** BEGIN Text provided **
The  "likely targets"  are Philippines, Indonesia and Malaysia.   Another
information transcribed ahead also suggests  "Thailand, which has a small
but persistent separatist movement on its southern border with Malaysia,
and Singapore".



http://www.nytimes.com/2001/10/10/international/asia/10INTE.html


New York Times   October 10, 2001

             GLOBAL LINKS 

             American Action Is
             Held Likely in Asia

             By TIM WEINER

                  WASHINGTON, Oct. 9 —
                  Terrorists tied to Osama bin
             Laden's network and based in the
             Philippines, Indonesia and Malaysia
             are among the likely targets of future
             covert and overt American actions,
             United States officials said today.

             The officials gave no timetable; they
             said the campaign against the groups
             linked to Mr. bin Laden and his group, Al Qaeda, is global and
may last for years.

             But they said that the East Asian groups have expanded their
operations in recent years, exchanging money, personnel, materiel and
experience with the bin Laden organization and its allies, and that they
pose a clear and present danger to American institutions overseas.

             "There has been a concerted effort by bin Laden and his people
to expand their activities in East Asia, not only in the Philippines but in
Malaysia and Indonesia," a United States official said. "The Philippines
have become a major operational hub,
and it's a serious concern. People linked to bin Laden are not only in
Manila but elsewhere in the Philippines."

             The groups have thrived in the political and economic
instability in the Philippines, a predominantly Roman Catholic country, and
in Indonesia, which is predominantly Muslim; street protests against the
airstrikes on Afghanistan took place today outside the American embassies
in both countries. In recent years, the fundamentalist groups have gained
adherents in the name of a holy war against American institutions and
influence, officials said. 

             The United States ambassador to the United Nations, John
             D. Negroponte, told the Security Council on Monday that
             the United States, acting in self-defense after the Sept. 11
             attacks, may take "further actions with respect to other
             organizations and other states." 

             Mr. Negroponte, an American ambassador to the
             Philippines in the 1990's, cited no groups or states by
             name. But administration officials have said repeatedly
             that Mr. Bin Laden has adherents and allies all over the
             world, and that the war against them will range far beyond
             Afghanistan. East Asia, and particularly the Philippines,
             officials said, is an area where terrorists who have struck
             the United States before are known to have planned their
             attacks. 

             Militant Islamic groups in East Asia — chief among them,
             the Abu Sayyaf group, based in the Philippines — are high
             on the list of American counter-terrorism targets to come,
             officials said today.
** END Text provided **
◆ **To be done**
a – In the news article about American action in Asia, which militant group do officials call chief among those in East Asia?
b – In the news article about American action in Asia, what four things do the East Asian groups exchange with the bin Laden organization and its allies?
c – Carry on the news article about American action in Asia from the point where it stops.
The items that come after this article have no connection to it.
** BEGIN Record extracts **
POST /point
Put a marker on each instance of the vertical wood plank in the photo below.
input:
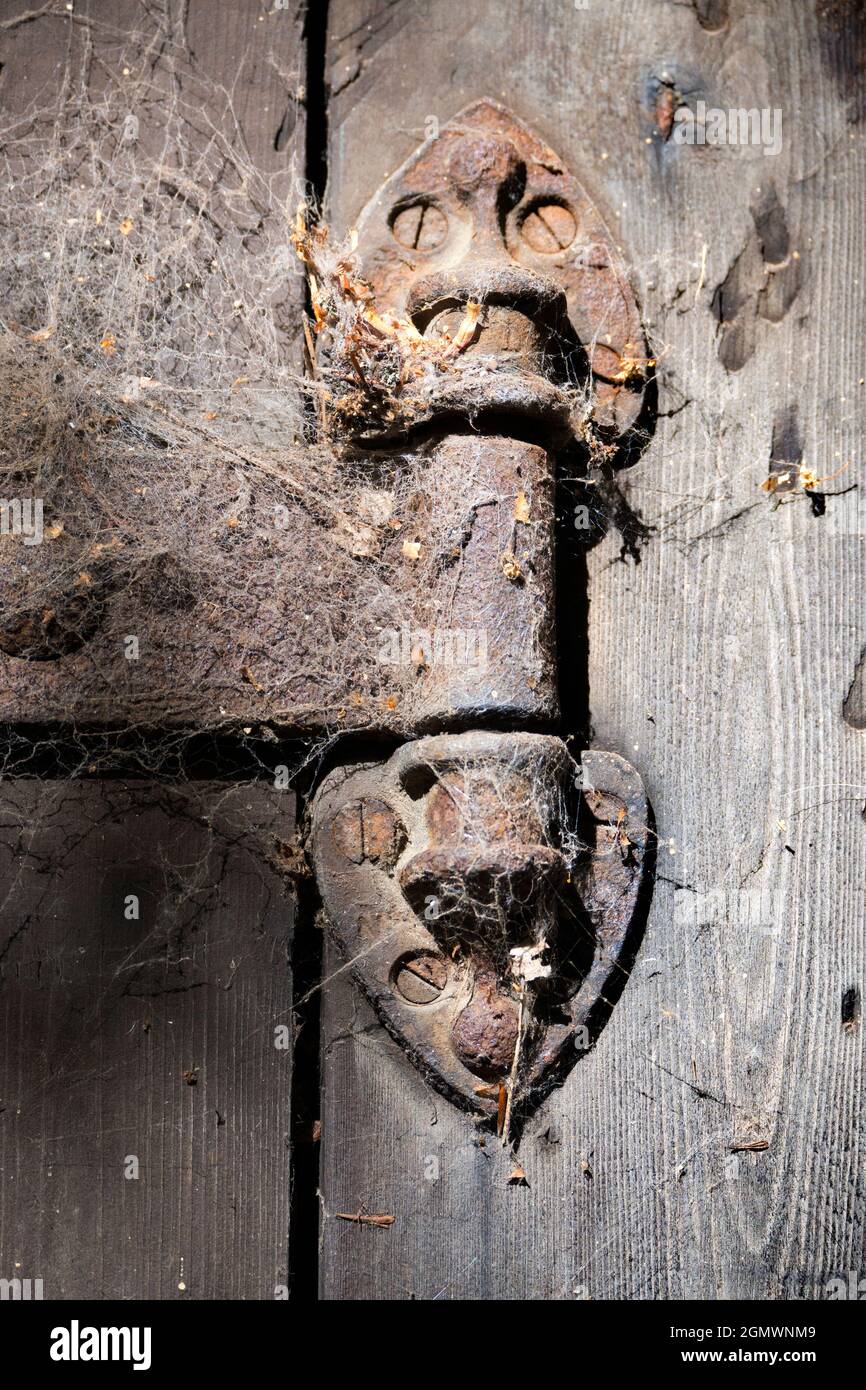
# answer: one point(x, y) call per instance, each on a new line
point(145, 1062)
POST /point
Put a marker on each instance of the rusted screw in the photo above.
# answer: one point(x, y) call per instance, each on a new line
point(548, 228)
point(421, 227)
point(370, 831)
point(420, 977)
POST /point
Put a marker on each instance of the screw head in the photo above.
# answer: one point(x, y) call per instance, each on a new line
point(548, 228)
point(421, 227)
point(420, 976)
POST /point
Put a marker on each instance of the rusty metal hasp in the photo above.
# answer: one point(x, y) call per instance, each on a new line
point(480, 883)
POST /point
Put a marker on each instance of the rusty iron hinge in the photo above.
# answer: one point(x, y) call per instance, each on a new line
point(483, 884)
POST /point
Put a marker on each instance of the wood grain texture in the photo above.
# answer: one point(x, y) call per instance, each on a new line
point(719, 665)
point(149, 1040)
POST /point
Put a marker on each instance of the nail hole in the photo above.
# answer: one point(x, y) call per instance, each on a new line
point(548, 227)
point(419, 227)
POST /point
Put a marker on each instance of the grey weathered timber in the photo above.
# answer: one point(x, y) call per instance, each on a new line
point(712, 1143)
point(145, 1062)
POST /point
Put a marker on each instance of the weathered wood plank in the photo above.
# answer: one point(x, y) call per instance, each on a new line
point(145, 1062)
point(719, 665)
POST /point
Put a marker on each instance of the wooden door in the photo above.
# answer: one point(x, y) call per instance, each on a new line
point(711, 1143)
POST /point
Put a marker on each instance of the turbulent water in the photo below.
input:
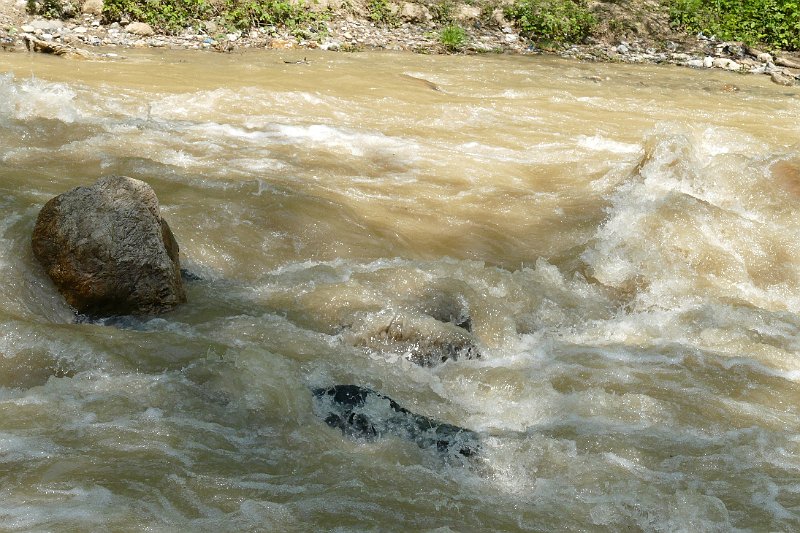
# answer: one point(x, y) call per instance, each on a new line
point(623, 240)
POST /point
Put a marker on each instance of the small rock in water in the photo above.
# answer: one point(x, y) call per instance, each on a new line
point(420, 338)
point(362, 413)
point(782, 79)
point(139, 28)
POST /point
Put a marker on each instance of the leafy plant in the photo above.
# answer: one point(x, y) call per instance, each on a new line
point(380, 12)
point(170, 16)
point(560, 21)
point(453, 37)
point(443, 11)
point(54, 9)
point(772, 22)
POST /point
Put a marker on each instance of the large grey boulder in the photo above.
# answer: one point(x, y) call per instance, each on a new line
point(108, 250)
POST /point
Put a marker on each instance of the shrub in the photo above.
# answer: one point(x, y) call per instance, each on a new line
point(453, 37)
point(381, 13)
point(772, 22)
point(172, 16)
point(54, 9)
point(169, 16)
point(560, 21)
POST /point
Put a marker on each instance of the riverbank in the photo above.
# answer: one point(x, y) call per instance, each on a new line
point(637, 33)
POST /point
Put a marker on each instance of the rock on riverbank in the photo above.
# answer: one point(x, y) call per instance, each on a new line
point(415, 27)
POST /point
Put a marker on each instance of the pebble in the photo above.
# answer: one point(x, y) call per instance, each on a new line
point(355, 34)
point(764, 57)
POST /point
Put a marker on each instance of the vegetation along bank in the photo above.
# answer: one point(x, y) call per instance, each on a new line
point(758, 36)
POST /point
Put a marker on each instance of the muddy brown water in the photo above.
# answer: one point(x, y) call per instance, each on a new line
point(623, 238)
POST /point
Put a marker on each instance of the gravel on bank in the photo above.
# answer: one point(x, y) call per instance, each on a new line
point(85, 36)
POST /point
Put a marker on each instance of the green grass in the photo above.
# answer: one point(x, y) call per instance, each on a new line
point(559, 21)
point(172, 16)
point(775, 23)
point(453, 38)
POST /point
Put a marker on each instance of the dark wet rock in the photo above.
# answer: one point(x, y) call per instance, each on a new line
point(782, 79)
point(46, 47)
point(787, 62)
point(108, 250)
point(420, 338)
point(362, 413)
point(187, 275)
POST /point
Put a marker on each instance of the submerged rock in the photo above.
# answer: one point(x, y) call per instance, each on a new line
point(362, 413)
point(108, 250)
point(421, 338)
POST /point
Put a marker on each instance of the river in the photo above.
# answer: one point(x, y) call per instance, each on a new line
point(623, 239)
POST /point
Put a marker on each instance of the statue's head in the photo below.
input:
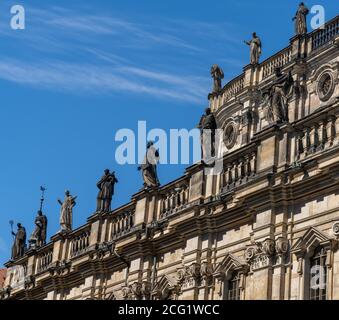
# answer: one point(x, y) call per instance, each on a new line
point(278, 71)
point(150, 144)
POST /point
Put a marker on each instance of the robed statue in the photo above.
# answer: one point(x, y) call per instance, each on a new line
point(38, 237)
point(18, 248)
point(207, 126)
point(276, 98)
point(217, 74)
point(66, 212)
point(149, 167)
point(301, 19)
point(255, 48)
point(106, 191)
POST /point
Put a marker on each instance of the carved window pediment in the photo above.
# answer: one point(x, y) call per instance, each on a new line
point(311, 240)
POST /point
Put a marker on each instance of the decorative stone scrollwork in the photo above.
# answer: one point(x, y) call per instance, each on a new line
point(250, 253)
point(137, 291)
point(5, 293)
point(281, 246)
point(261, 254)
point(146, 290)
point(268, 247)
point(189, 275)
point(126, 293)
point(335, 228)
point(326, 86)
point(231, 134)
point(60, 268)
point(29, 282)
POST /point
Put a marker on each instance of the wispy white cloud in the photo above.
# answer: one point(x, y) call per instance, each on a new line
point(88, 52)
point(94, 79)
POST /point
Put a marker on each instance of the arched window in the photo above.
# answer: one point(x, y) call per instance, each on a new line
point(234, 290)
point(318, 275)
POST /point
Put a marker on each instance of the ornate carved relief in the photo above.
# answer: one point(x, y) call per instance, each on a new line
point(260, 254)
point(231, 133)
point(325, 86)
point(137, 291)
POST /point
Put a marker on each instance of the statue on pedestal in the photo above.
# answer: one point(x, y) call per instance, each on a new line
point(149, 167)
point(18, 248)
point(207, 126)
point(38, 237)
point(276, 98)
point(255, 48)
point(106, 191)
point(66, 212)
point(301, 19)
point(217, 75)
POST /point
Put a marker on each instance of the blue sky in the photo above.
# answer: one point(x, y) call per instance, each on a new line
point(81, 70)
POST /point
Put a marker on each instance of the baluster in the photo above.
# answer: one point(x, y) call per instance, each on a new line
point(331, 128)
point(313, 138)
point(253, 163)
point(321, 135)
point(306, 142)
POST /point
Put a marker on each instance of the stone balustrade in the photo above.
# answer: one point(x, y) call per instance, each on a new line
point(278, 60)
point(238, 172)
point(174, 199)
point(44, 260)
point(317, 136)
point(80, 243)
point(323, 36)
point(121, 224)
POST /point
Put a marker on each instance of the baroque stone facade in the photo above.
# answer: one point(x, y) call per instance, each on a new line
point(255, 231)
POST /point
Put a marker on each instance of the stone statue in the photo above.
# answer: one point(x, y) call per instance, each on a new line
point(255, 48)
point(207, 126)
point(38, 237)
point(301, 19)
point(149, 167)
point(217, 75)
point(19, 245)
point(106, 191)
point(66, 212)
point(276, 98)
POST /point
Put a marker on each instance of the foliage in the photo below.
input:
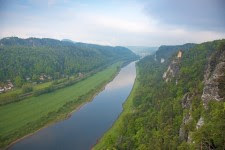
** END Record extracts **
◆ **The answers**
a – The Abu Sayyaf group, based in the Philippines.

b – Money, personnel, materiel and experience.

c –
             Hundreds of Abu Sayyaf fighters are battling the
             Philippine army on Basilan, an island in the south. The
             group has taken two American hostages: Martin and
             Gracia Burnham, missionaries from Wichita, Kan. 

             The Burnhams were celebrating their 18th wedding
             anniversary in May, when they and a third American,
             Guillermo Sobero of Corona, Calif., were kidnapped from
             a resort on Palawan, a large western island of the
             Philippine archipelago. Mr. Sobero may be dead, officials
             said.

             The Abu Sayyaf group, which is on the official United
             States list of terrorist organizations, has obtained millions
             of dollars in ransom from kidnapping tourists,
             missionaries and resort workers. Libyan representatives
             played a role in the release of some hostages for ransom,
             State Department officials said.

             The group has used ransom money to buy weapons and speedboats,
to pay recruits and to bribe Philippine soldiers, American officials suspect.

             Members of Abu Sayyaf, which says it is fighting for a
separate Islamic nation,have links to the bin Laden organization, officials
said. 

             The leader of the group is known as Abdujarak Abubakar
Janjalani. He is a
             Filipino Muslim who has said he fought alongside the Afghan
rebels battling the Soviet invaders of Afghanistan during the 1980's.

             Al Qaeda's connections in the Philippines include Islamic
schools and charities through which millions of dollars have flowed to
support the group and its allies across South and East Asia, officials said.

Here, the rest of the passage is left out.